From the line that includes "Point on each instance of the tree stump." to the last line of the data, quote each line precisely; both boundary lines belong in the answer.

[Point labeling dataset excerpts]
%%
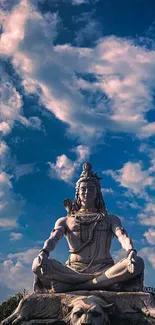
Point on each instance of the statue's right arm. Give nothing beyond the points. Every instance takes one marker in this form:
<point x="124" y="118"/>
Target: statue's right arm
<point x="56" y="234"/>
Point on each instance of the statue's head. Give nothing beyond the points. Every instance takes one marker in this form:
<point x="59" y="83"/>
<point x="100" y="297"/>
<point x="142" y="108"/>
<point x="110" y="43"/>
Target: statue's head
<point x="88" y="190"/>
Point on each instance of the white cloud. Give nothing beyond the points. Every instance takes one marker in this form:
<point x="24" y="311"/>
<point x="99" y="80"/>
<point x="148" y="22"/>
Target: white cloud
<point x="132" y="176"/>
<point x="15" y="236"/>
<point x="65" y="168"/>
<point x="16" y="271"/>
<point x="124" y="74"/>
<point x="11" y="103"/>
<point x="149" y="254"/>
<point x="147" y="216"/>
<point x="22" y="170"/>
<point x="150" y="236"/>
<point x="107" y="190"/>
<point x="10" y="203"/>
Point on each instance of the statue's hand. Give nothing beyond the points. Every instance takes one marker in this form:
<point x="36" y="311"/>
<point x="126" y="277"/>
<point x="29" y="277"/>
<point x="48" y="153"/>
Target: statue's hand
<point x="43" y="263"/>
<point x="131" y="261"/>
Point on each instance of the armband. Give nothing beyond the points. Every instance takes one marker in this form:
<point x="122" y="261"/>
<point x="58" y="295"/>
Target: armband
<point x="45" y="251"/>
<point x="131" y="250"/>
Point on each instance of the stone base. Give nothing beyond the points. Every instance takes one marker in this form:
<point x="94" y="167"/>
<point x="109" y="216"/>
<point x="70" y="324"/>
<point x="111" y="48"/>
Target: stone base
<point x="129" y="308"/>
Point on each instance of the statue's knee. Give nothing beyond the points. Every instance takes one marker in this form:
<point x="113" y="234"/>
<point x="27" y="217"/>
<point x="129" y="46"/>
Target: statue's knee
<point x="140" y="264"/>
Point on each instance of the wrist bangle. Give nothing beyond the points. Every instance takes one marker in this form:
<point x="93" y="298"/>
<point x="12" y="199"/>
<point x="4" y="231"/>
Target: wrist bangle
<point x="131" y="250"/>
<point x="45" y="251"/>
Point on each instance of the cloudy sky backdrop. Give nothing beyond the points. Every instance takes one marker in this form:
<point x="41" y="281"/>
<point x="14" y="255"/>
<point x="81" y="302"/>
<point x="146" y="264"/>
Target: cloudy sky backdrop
<point x="77" y="84"/>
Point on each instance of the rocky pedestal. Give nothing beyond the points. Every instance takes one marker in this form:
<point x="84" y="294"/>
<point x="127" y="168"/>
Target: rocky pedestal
<point x="125" y="308"/>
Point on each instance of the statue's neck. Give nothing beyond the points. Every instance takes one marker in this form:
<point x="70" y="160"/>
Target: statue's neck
<point x="88" y="206"/>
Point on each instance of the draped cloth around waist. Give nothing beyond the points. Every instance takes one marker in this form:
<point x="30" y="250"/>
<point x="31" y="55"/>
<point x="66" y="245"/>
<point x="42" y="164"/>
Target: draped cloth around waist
<point x="96" y="268"/>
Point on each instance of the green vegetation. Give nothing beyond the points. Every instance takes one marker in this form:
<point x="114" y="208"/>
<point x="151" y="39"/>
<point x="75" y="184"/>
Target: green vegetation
<point x="8" y="306"/>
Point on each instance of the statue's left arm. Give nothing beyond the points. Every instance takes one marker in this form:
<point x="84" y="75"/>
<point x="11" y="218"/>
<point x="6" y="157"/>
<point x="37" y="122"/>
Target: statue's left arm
<point x="121" y="234"/>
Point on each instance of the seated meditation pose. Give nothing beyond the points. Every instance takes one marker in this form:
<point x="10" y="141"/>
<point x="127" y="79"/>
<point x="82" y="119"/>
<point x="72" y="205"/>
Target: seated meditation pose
<point x="88" y="229"/>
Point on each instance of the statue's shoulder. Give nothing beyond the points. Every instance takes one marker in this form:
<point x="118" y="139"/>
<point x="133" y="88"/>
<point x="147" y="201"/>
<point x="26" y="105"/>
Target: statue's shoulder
<point x="114" y="220"/>
<point x="61" y="222"/>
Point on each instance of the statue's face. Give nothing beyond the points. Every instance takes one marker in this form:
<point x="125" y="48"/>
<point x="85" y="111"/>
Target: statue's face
<point x="87" y="192"/>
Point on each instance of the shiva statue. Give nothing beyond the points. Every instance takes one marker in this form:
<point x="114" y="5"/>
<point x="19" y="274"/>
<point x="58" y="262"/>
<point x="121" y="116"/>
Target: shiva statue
<point x="89" y="230"/>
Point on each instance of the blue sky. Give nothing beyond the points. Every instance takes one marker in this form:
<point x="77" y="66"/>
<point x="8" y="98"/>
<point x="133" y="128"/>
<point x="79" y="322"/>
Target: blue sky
<point x="77" y="84"/>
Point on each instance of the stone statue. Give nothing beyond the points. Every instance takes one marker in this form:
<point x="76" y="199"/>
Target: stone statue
<point x="88" y="229"/>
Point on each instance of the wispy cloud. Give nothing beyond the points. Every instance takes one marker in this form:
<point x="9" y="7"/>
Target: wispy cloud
<point x="124" y="74"/>
<point x="132" y="176"/>
<point x="16" y="271"/>
<point x="15" y="236"/>
<point x="64" y="168"/>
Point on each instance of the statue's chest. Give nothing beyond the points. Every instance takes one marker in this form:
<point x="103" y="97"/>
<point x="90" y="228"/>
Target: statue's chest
<point x="87" y="228"/>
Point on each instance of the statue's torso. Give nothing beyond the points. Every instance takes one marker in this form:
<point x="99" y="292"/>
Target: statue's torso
<point x="89" y="237"/>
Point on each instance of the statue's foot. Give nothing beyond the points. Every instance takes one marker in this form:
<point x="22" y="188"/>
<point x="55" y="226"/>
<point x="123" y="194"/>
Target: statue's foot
<point x="59" y="287"/>
<point x="133" y="285"/>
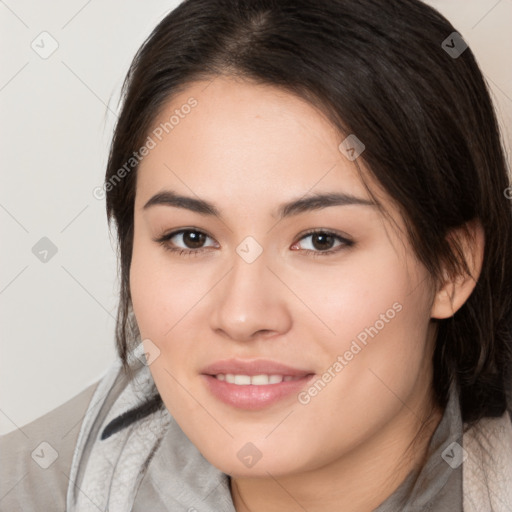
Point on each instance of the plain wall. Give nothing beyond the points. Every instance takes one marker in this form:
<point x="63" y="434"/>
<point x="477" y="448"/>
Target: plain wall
<point x="57" y="115"/>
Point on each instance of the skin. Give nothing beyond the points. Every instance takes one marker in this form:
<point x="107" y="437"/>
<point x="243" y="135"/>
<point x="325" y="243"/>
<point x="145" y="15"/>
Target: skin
<point x="248" y="148"/>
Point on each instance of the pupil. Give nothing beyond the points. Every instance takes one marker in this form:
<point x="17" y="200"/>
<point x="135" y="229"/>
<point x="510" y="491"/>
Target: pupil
<point x="326" y="238"/>
<point x="193" y="239"/>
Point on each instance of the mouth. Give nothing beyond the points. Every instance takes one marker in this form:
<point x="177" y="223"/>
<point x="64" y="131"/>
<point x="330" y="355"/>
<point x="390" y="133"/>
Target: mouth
<point x="253" y="385"/>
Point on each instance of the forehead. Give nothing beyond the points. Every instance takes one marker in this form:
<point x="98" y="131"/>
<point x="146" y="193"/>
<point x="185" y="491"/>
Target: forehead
<point x="244" y="140"/>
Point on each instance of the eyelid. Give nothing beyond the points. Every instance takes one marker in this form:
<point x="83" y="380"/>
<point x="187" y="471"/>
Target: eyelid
<point x="164" y="239"/>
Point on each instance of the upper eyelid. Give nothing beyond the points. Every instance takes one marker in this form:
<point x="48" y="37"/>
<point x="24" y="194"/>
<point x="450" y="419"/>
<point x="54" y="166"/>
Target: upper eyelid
<point x="173" y="233"/>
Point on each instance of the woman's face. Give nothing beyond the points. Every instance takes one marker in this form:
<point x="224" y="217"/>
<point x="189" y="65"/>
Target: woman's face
<point x="276" y="350"/>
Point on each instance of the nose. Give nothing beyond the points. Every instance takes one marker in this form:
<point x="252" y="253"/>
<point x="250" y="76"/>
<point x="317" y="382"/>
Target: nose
<point x="251" y="301"/>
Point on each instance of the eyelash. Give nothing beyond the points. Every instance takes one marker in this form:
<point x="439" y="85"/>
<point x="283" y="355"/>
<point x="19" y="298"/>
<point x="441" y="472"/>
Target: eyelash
<point x="164" y="241"/>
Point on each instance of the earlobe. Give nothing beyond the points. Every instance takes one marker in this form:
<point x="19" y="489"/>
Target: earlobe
<point x="455" y="291"/>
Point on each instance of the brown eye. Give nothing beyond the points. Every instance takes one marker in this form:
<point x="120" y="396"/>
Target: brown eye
<point x="323" y="243"/>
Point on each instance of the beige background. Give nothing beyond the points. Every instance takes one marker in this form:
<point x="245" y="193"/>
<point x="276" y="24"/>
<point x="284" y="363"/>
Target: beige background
<point x="57" y="318"/>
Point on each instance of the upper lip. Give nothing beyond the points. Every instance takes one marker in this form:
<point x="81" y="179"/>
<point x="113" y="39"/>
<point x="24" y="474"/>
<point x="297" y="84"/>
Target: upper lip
<point x="252" y="367"/>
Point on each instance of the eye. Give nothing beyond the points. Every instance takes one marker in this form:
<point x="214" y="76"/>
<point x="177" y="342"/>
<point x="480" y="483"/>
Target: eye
<point x="193" y="240"/>
<point x="322" y="242"/>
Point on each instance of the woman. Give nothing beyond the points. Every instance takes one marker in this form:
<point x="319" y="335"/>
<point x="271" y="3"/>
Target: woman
<point x="255" y="136"/>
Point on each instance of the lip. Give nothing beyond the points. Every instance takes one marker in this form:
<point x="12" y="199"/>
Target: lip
<point x="253" y="367"/>
<point x="253" y="397"/>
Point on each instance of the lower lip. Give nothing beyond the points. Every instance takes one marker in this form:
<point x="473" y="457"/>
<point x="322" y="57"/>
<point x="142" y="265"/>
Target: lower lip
<point x="253" y="397"/>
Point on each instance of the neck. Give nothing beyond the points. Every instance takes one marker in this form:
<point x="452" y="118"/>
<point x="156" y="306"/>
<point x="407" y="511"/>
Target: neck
<point x="358" y="481"/>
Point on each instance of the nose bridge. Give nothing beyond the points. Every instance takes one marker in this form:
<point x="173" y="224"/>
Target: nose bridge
<point x="249" y="299"/>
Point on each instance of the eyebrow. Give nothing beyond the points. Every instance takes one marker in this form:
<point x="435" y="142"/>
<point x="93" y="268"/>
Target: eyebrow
<point x="294" y="207"/>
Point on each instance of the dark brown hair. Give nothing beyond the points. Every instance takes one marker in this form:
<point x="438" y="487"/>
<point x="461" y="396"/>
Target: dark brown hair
<point x="378" y="70"/>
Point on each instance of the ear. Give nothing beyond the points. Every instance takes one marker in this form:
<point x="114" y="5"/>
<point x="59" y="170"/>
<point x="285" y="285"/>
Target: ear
<point x="454" y="291"/>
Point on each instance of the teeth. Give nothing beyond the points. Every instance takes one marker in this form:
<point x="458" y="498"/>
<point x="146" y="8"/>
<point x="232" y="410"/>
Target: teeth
<point x="255" y="380"/>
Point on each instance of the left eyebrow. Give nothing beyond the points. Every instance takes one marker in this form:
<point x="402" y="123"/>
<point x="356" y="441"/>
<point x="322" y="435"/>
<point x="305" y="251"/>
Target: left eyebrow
<point x="288" y="209"/>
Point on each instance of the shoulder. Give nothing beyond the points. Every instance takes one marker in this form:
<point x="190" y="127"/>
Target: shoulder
<point x="36" y="459"/>
<point x="487" y="469"/>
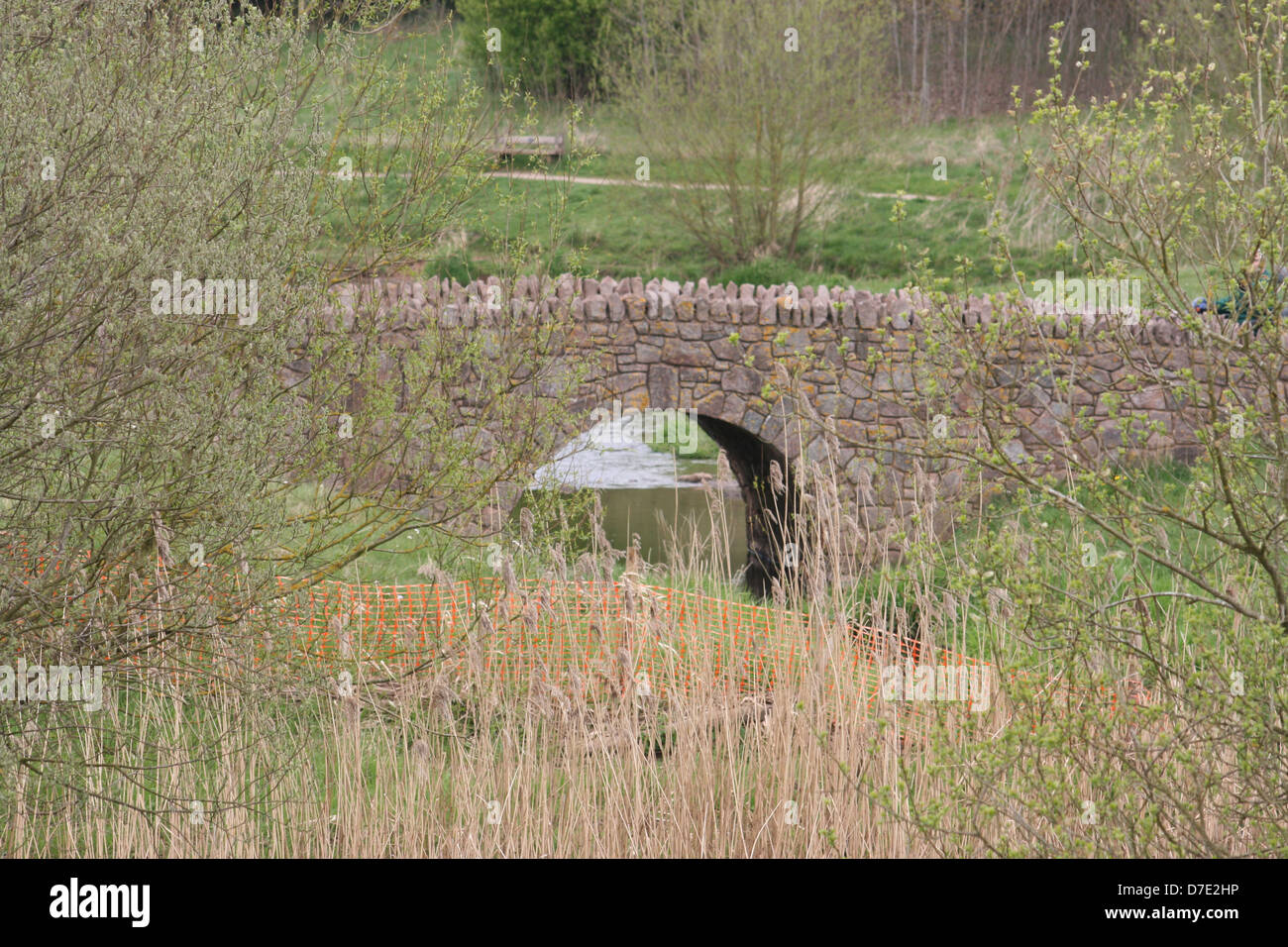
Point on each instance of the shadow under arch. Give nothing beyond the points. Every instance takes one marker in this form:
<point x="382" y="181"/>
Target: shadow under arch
<point x="776" y="534"/>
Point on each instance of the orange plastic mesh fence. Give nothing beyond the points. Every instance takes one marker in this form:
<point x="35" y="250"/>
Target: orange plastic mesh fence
<point x="590" y="637"/>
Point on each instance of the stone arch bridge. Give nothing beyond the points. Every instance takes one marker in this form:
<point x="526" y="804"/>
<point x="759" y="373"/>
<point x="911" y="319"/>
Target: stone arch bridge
<point x="855" y="405"/>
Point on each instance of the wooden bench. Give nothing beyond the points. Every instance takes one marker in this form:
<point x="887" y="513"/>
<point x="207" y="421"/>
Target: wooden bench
<point x="546" y="146"/>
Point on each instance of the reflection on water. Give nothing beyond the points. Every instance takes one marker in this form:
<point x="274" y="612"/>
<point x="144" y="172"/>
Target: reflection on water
<point x="686" y="512"/>
<point x="642" y="493"/>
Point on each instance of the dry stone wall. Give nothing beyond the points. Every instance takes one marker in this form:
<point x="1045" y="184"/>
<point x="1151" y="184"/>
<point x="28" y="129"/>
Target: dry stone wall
<point x="859" y="360"/>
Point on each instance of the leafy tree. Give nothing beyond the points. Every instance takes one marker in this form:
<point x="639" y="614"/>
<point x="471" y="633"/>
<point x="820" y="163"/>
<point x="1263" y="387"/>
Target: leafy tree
<point x="750" y="110"/>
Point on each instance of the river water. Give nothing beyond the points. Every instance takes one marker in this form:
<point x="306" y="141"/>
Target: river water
<point x="644" y="493"/>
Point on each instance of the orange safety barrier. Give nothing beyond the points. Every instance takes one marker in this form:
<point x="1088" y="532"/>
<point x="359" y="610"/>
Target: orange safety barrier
<point x="587" y="637"/>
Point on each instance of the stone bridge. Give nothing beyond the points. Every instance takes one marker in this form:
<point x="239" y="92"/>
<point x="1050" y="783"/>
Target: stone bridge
<point x="859" y="403"/>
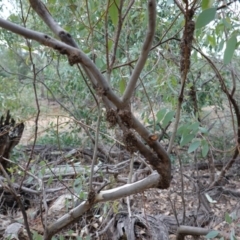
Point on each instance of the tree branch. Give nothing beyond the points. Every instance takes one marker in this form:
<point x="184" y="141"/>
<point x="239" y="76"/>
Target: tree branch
<point x="104" y="196"/>
<point x="144" y="53"/>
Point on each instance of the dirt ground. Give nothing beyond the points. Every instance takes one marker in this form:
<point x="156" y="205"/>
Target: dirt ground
<point x="51" y="114"/>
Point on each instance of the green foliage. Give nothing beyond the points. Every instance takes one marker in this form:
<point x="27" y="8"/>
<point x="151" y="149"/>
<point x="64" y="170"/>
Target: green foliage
<point x="230" y="48"/>
<point x="205" y="17"/>
<point x="229" y="219"/>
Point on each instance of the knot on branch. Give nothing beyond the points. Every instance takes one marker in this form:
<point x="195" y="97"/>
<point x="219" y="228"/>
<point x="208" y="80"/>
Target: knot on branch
<point x="126" y="117"/>
<point x="73" y="58"/>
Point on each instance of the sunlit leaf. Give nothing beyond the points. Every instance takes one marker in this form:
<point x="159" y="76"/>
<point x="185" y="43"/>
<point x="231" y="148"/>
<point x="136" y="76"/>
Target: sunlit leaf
<point x="205" y="148"/>
<point x="230" y="48"/>
<point x="228" y="218"/>
<point x="205" y="17"/>
<point x="122" y="85"/>
<point x="160" y="114"/>
<point x="186" y="138"/>
<point x="167" y="118"/>
<point x="212" y="234"/>
<point x="207" y="4"/>
<point x="193" y="146"/>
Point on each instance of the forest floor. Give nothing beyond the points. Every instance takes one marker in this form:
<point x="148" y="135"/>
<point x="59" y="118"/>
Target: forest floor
<point x="188" y="201"/>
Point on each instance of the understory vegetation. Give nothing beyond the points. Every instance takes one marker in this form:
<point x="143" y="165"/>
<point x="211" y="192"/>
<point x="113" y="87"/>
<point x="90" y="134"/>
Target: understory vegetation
<point x="120" y="119"/>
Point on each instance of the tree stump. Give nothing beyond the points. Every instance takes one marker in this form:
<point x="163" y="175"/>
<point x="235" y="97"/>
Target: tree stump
<point x="10" y="135"/>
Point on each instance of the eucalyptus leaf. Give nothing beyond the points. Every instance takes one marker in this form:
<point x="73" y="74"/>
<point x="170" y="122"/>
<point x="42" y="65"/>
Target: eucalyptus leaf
<point x="230" y="48"/>
<point x="205" y="17"/>
<point x="194" y="145"/>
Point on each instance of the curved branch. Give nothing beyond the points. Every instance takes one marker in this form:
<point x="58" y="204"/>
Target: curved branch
<point x="74" y="55"/>
<point x="104" y="196"/>
<point x="144" y="53"/>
%%
**ANSWER FOR THE TASK**
Point on each instance of the tree stump. Give nothing beyond the points. Every instance takes one marker in this form:
<point x="163" y="175"/>
<point x="235" y="97"/>
Target: tree stump
<point x="10" y="135"/>
Point on each instance of the eucalyptus leaf. Give nothing beyond the points. Every instance takes one marker in this form:
<point x="73" y="74"/>
<point x="170" y="122"/>
<point x="42" y="65"/>
Target: eucalyptus leaf
<point x="230" y="48"/>
<point x="205" y="17"/>
<point x="194" y="145"/>
Point on each instance of the curved branch. Give nothing beyond the points. Every instance takes one marker in this form:
<point x="58" y="204"/>
Target: curved branch
<point x="74" y="55"/>
<point x="104" y="196"/>
<point x="144" y="53"/>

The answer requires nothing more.